--- Task inputs Enclosed Below ---

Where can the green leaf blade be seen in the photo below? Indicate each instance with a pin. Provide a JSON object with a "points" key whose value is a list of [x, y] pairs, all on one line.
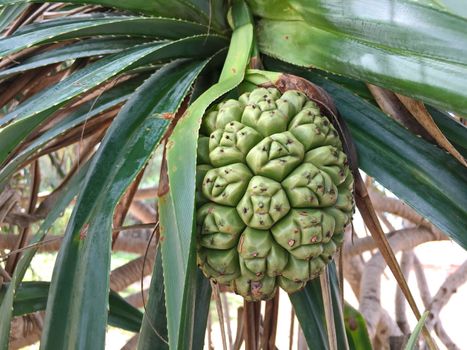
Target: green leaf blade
{"points": [[422, 175], [437, 82], [177, 206], [80, 282]]}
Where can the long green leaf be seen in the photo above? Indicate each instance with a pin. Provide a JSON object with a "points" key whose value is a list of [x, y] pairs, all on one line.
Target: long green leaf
{"points": [[204, 11], [177, 206], [309, 308], [438, 82], [408, 27], [15, 126], [424, 176], [69, 191], [80, 282], [355, 327], [153, 333], [9, 13], [32, 297], [84, 113], [412, 342], [80, 27], [85, 48]]}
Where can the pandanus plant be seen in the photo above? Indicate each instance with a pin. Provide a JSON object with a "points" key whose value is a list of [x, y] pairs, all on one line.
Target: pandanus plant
{"points": [[264, 111]]}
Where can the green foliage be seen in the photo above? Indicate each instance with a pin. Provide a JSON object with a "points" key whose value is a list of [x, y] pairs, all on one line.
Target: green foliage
{"points": [[418, 49]]}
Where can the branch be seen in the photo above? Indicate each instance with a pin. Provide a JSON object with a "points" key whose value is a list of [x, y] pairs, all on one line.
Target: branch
{"points": [[370, 305], [441, 298], [394, 206], [400, 304], [127, 274], [410, 236]]}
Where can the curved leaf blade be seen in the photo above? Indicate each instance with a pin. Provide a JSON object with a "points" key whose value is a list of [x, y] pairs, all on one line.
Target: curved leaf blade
{"points": [[422, 175], [177, 206], [398, 25], [85, 48], [84, 113], [15, 126], [434, 81], [70, 189], [155, 312], [80, 282], [355, 326], [9, 13], [202, 11], [79, 27], [32, 297]]}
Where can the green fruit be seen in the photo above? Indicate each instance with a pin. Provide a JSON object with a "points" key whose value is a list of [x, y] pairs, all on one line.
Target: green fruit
{"points": [[274, 192]]}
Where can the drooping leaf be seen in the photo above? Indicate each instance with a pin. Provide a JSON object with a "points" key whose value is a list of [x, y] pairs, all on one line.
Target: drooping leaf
{"points": [[69, 191], [407, 165], [9, 13], [355, 326], [93, 25], [204, 11], [438, 82], [85, 48], [32, 297], [153, 333], [86, 112], [80, 283], [399, 25], [454, 131], [412, 342], [309, 308], [177, 206], [16, 125]]}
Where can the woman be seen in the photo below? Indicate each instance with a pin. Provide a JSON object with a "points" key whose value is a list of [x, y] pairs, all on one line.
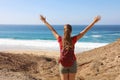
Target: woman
{"points": [[68, 42]]}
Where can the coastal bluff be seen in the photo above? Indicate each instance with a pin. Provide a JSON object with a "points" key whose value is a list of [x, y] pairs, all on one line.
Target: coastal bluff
{"points": [[101, 63]]}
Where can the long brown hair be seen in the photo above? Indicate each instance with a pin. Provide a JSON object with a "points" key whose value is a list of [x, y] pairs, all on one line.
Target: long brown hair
{"points": [[67, 41]]}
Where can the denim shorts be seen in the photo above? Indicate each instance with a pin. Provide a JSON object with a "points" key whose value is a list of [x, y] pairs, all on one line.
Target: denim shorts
{"points": [[72, 69]]}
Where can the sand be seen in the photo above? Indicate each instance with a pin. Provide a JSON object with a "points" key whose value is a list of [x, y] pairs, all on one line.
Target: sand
{"points": [[98, 64]]}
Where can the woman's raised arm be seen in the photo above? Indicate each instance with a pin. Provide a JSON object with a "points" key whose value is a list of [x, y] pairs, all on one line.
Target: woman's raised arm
{"points": [[81, 34], [43, 19]]}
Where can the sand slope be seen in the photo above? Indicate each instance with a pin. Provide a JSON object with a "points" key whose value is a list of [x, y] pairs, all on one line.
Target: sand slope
{"points": [[99, 64]]}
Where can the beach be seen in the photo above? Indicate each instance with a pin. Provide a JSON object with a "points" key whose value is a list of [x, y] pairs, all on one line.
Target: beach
{"points": [[30, 52], [101, 63]]}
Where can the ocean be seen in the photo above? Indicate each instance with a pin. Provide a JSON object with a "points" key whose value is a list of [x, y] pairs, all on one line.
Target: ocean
{"points": [[39, 37]]}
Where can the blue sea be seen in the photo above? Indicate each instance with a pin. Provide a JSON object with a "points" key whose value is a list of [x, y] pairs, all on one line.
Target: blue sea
{"points": [[40, 37]]}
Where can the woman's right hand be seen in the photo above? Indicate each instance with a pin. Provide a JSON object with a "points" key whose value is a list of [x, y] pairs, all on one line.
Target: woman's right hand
{"points": [[43, 19]]}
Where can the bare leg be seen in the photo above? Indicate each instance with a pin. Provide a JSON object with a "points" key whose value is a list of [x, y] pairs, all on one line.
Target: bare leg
{"points": [[64, 76]]}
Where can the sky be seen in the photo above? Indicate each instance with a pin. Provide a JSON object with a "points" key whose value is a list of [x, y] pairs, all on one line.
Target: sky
{"points": [[59, 11]]}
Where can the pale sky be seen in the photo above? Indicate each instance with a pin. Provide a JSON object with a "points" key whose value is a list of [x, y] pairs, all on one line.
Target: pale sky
{"points": [[59, 11]]}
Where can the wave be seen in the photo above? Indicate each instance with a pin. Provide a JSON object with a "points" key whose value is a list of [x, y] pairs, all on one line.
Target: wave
{"points": [[8, 44], [96, 36]]}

--- End of Enclosed Task inputs ---

Your instructions: Beginning at the line that holds "Where can the bare", reproduce each line of the records above down to and including the last one.

Final answer:
Where can the bare leg be seen in the photo above? Indicate each instance with a pin. Provide a JSON object with a "points" key whose value is a list of [x, y] pairs, all on one line.
Target: bare leg
{"points": [[64, 76]]}
Where can the sky be seen in the photo above? Indicate each instance with a pin. Provide a JSON object with a "points" key whose value is a list of [x, y] pairs, all on one line.
Target: sky
{"points": [[59, 11]]}
Where can the pale sky be seen in the photo above? Indicate each instance with a pin. Provide a JSON object with a "points" key whose value is a list of [x, y] pairs, all on one line.
Target: pale sky
{"points": [[59, 11]]}
Where can the wave be seen in the photo above? Indicate each instance with a pin. Provide a JSON object with a "points" key whose value is a list of [x, y] pairs, all on one line.
Target: wave
{"points": [[8, 44], [96, 36]]}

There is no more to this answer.